• DATASET:

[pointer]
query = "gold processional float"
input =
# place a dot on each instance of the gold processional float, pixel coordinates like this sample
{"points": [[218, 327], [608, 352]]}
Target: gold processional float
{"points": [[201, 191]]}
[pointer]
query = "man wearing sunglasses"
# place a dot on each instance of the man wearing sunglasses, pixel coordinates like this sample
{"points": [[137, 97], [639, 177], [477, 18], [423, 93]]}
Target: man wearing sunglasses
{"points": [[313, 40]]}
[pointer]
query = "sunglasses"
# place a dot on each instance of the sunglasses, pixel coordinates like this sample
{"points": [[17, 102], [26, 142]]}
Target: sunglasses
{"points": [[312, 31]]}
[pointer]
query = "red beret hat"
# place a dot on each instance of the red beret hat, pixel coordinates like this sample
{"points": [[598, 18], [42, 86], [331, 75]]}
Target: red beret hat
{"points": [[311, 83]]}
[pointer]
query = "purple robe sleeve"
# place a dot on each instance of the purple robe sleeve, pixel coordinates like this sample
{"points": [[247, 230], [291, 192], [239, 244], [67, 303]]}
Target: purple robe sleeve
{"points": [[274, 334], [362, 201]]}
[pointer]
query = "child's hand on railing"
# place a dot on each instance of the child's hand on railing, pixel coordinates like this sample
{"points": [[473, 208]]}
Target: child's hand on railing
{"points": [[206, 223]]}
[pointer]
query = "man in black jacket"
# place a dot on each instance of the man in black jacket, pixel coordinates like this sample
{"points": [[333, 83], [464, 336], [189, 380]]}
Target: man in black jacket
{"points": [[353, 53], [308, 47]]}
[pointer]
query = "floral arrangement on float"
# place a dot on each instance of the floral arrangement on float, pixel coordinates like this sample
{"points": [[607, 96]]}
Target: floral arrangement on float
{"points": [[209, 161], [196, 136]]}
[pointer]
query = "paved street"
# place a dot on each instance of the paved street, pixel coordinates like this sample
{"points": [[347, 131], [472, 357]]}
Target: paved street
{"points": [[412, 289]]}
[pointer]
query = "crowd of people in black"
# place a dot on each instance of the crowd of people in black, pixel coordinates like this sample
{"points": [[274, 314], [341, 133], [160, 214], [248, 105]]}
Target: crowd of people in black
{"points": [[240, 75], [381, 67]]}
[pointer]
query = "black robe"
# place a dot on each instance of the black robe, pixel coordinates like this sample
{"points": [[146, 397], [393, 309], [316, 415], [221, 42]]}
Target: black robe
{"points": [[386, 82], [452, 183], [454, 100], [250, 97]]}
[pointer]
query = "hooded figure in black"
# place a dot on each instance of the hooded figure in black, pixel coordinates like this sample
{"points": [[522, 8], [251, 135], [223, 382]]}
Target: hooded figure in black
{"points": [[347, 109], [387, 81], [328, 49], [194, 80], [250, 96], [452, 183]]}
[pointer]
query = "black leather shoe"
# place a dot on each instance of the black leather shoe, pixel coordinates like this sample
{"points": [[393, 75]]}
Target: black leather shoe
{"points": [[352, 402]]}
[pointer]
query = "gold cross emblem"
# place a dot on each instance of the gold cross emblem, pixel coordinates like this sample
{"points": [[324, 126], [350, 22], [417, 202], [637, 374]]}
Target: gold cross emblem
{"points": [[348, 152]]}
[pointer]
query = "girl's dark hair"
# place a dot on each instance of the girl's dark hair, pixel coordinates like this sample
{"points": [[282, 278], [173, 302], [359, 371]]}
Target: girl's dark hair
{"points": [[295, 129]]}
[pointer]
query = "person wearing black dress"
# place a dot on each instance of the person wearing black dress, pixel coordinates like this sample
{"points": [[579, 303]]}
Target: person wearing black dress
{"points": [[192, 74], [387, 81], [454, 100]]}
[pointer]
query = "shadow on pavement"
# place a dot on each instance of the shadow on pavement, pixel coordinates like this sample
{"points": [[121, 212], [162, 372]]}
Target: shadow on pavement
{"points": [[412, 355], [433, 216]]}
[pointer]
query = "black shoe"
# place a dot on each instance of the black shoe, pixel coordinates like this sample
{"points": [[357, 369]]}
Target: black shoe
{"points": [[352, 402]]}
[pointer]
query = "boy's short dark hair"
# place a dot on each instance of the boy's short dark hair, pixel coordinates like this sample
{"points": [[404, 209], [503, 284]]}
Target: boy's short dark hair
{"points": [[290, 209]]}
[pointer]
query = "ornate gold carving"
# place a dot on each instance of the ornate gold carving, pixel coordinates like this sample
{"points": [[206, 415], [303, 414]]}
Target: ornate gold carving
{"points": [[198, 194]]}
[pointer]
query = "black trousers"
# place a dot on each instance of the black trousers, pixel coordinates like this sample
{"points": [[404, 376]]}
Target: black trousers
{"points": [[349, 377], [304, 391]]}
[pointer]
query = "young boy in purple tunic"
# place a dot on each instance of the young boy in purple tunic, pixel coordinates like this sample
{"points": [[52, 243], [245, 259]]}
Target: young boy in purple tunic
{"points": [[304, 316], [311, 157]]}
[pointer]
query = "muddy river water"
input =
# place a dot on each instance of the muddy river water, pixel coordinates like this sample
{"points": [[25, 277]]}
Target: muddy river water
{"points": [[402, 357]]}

• WHAT TO DO: How many lines of the records contain the word "dark"? Give only the number.

• TASK RESPONSE: 6